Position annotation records
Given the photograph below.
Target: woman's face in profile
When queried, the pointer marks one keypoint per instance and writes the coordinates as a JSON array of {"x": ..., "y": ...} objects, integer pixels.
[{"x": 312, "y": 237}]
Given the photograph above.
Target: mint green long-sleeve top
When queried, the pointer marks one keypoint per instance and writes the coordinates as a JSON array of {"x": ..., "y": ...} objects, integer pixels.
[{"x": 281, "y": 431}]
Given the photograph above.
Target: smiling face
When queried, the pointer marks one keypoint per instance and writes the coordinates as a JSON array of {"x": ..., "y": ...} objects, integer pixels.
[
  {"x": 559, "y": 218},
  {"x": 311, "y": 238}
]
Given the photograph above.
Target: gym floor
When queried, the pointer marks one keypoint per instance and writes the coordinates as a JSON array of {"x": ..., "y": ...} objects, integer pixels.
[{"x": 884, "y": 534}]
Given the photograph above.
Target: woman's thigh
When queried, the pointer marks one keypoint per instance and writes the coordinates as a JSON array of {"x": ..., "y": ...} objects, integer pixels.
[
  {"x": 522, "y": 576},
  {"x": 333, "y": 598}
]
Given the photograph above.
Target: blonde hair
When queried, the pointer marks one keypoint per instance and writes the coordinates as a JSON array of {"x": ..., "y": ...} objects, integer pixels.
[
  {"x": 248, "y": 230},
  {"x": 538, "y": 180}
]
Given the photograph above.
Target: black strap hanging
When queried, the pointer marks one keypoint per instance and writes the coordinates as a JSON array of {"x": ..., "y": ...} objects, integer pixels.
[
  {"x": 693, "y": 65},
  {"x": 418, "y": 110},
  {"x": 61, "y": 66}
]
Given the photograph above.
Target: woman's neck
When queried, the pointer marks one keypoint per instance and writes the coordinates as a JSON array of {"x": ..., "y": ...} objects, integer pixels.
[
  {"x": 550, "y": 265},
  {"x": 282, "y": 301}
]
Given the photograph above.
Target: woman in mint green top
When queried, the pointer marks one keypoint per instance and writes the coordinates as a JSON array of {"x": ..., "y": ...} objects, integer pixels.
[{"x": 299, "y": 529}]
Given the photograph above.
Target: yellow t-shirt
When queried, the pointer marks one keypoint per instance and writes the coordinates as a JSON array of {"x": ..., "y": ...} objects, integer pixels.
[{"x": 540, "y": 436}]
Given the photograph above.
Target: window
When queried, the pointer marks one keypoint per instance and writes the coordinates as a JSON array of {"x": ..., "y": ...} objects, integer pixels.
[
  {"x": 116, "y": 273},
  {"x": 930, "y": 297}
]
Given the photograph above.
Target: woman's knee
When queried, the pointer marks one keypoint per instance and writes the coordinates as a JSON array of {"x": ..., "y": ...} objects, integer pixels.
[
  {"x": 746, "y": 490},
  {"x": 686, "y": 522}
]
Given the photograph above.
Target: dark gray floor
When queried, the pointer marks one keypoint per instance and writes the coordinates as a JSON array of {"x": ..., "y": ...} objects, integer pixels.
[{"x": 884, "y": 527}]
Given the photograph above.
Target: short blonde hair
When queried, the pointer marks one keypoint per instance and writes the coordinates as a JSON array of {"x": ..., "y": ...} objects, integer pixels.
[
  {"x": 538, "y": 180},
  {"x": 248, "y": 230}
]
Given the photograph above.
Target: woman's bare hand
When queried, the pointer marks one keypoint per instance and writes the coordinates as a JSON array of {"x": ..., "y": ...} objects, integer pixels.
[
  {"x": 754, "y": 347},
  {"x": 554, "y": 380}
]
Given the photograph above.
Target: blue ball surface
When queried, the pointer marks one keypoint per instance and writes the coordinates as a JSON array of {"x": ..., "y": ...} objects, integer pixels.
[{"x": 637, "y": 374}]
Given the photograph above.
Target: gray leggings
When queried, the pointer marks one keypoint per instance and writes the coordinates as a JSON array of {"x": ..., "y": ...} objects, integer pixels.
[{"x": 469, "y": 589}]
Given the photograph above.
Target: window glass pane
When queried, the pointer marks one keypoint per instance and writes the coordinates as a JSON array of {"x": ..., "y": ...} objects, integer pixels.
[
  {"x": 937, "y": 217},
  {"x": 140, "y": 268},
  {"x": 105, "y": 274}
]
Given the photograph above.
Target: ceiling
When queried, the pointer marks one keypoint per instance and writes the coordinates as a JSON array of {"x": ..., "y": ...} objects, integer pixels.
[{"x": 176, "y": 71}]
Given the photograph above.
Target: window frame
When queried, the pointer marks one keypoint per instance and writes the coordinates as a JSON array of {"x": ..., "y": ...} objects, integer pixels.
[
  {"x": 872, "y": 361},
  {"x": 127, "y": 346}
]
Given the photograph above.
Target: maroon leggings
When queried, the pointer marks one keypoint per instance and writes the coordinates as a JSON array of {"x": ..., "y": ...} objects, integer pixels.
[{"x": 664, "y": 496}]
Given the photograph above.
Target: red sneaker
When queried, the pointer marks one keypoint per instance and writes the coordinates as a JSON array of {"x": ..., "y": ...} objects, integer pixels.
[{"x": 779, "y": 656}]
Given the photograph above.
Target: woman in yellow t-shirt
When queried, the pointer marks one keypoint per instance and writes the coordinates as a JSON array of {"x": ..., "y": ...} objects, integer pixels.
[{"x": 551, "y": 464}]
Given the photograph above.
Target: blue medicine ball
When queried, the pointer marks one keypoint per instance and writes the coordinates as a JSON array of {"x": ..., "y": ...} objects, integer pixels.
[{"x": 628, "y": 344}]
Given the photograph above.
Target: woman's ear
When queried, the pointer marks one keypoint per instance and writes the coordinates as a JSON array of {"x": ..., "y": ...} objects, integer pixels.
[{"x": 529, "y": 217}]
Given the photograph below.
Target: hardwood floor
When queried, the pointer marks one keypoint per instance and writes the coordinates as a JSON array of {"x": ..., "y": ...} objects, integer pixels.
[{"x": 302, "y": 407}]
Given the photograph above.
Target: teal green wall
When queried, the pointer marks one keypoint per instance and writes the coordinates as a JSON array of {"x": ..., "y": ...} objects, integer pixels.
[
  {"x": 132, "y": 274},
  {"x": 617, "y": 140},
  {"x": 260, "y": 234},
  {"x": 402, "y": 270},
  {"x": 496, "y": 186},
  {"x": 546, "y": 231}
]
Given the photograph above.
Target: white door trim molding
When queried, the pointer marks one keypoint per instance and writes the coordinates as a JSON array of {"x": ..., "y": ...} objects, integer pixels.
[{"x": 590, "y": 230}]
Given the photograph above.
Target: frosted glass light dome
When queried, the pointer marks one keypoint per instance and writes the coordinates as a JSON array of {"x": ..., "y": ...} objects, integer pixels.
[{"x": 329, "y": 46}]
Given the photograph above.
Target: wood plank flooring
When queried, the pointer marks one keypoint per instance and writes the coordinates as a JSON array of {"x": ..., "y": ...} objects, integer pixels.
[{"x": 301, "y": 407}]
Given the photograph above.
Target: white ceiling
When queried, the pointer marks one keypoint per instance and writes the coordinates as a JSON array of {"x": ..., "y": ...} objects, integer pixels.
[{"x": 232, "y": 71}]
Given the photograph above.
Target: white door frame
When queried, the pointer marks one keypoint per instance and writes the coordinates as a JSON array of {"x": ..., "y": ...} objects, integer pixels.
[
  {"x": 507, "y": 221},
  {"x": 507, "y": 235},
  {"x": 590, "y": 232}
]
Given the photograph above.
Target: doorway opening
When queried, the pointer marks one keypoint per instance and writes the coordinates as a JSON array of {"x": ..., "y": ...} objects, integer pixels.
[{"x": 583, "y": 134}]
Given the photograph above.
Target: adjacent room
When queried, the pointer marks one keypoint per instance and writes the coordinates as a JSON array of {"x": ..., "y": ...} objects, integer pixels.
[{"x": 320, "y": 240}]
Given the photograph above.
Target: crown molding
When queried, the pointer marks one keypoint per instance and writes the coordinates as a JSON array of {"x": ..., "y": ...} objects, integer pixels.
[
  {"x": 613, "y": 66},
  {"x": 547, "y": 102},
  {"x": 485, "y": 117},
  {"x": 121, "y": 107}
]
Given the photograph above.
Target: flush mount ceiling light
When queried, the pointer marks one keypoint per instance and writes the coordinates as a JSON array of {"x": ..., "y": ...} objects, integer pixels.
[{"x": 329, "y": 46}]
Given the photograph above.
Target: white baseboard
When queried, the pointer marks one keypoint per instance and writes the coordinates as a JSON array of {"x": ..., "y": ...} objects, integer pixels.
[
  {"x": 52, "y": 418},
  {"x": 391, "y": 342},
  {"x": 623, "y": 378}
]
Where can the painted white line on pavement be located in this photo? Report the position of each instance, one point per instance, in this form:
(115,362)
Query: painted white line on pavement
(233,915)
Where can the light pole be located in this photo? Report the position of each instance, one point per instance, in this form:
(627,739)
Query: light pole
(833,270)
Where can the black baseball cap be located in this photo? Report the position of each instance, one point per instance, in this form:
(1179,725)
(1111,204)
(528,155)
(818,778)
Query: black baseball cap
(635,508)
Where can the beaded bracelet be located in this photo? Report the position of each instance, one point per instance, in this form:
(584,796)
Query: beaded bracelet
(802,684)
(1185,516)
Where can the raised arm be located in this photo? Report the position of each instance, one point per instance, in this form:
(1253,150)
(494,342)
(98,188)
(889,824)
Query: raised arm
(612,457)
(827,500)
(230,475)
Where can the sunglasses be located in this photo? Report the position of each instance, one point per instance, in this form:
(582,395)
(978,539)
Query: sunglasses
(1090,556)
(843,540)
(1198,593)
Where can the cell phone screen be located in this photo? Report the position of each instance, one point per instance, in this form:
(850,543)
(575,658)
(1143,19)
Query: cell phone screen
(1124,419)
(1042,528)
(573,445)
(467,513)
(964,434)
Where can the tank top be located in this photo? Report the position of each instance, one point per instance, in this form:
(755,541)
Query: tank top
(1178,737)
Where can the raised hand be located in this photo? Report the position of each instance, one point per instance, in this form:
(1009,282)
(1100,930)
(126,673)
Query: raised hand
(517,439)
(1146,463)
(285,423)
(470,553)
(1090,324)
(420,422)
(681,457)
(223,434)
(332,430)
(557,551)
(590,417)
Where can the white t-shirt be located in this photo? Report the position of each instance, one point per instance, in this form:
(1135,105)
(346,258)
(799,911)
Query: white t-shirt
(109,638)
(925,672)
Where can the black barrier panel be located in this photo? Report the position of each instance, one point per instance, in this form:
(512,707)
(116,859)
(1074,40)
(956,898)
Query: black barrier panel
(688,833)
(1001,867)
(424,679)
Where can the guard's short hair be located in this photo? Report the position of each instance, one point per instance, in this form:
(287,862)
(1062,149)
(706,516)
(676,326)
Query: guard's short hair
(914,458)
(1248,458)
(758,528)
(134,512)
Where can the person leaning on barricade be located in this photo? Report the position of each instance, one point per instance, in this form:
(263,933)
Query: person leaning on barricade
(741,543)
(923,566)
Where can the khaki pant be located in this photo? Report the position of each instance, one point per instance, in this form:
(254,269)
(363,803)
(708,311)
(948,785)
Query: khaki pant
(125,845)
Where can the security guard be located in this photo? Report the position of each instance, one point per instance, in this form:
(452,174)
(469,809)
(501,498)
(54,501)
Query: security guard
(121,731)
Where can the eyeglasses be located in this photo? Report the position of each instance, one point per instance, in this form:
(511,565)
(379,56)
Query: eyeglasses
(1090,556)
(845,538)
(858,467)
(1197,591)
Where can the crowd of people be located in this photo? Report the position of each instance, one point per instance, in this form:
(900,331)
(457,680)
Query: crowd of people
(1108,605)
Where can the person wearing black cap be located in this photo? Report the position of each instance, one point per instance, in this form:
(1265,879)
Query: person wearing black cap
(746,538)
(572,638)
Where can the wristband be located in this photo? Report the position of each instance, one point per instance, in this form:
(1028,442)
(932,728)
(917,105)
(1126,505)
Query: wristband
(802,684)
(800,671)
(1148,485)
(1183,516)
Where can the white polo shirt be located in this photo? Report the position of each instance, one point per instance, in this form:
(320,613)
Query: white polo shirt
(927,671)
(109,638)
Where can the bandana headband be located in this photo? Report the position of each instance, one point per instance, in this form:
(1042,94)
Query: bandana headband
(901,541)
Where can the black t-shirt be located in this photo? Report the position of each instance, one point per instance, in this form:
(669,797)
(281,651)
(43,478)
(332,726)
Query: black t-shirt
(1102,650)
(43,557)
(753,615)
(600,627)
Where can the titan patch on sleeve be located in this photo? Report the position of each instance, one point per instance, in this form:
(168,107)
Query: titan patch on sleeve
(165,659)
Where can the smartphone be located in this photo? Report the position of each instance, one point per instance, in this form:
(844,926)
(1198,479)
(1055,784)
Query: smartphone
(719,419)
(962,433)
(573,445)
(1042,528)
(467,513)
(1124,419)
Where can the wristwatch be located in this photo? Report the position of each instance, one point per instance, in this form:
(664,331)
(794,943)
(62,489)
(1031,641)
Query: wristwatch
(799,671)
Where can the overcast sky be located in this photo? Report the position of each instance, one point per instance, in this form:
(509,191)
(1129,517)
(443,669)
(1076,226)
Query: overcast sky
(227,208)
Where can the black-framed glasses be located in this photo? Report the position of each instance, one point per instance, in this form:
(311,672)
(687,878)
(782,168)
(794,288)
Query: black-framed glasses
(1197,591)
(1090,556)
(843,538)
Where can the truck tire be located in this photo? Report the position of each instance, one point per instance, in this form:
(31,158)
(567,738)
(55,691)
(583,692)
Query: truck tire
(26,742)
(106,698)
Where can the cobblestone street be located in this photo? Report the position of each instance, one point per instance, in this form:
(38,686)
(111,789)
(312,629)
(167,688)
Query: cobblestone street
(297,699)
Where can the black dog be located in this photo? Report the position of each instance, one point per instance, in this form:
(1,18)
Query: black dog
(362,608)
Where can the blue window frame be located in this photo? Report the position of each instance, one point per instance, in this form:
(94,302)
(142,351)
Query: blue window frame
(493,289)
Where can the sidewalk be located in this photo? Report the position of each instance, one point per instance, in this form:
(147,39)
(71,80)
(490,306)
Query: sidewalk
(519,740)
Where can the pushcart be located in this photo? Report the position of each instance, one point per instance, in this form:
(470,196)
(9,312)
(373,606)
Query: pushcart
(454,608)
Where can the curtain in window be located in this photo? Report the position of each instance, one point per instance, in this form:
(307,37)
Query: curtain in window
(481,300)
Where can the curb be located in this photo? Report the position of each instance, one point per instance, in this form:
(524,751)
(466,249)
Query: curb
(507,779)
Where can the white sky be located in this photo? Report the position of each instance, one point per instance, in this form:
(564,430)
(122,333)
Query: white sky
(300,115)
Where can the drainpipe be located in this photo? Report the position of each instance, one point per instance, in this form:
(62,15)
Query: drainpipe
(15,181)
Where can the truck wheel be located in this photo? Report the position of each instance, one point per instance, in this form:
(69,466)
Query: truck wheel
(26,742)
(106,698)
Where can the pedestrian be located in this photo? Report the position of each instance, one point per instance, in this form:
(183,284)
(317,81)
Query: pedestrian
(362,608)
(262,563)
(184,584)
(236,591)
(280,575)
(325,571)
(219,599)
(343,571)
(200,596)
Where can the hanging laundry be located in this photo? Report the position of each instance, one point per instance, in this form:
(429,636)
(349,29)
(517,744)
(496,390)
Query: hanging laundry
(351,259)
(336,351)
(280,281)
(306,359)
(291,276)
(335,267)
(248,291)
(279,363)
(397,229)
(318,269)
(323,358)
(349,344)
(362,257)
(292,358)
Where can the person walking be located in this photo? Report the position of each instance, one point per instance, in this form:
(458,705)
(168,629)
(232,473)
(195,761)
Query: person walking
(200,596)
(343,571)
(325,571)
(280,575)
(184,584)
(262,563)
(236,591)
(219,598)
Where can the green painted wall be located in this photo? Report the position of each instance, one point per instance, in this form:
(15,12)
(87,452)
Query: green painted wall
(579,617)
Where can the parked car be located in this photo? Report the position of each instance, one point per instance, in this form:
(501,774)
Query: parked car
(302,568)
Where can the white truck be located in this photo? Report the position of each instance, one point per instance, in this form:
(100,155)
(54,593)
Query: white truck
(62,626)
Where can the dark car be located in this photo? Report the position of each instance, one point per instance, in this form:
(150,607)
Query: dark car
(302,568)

DO THIS
The line containing "Where can the person walking" and every line after it, through the end of the records, should be repeated exactly and alone.

THE RESPONSE
Where can the person walking be located in this photo? Report the position of each instance, one point per instance, in this form:
(458,705)
(168,629)
(232,473)
(195,761)
Query: person walking
(200,596)
(343,571)
(325,571)
(280,575)
(184,584)
(262,563)
(236,591)
(219,598)
Where can the green painted wall be located in this photo? Report the position of each instance, one point per instance, in this form:
(15,12)
(87,452)
Query: green painted wall
(579,617)
Where can the parked car be located in this photo? Report the position of each instance, one point per instance, in this form:
(501,774)
Query: parked car
(302,568)
Where can the white truck be located in this photo? Report the position of each instance, one point per instance, in this form:
(100,155)
(54,593)
Query: white truck
(62,626)
Where can the dark car be located in this photo? Report the position of each instance, one point per instance, in this form:
(150,607)
Query: dark car
(302,568)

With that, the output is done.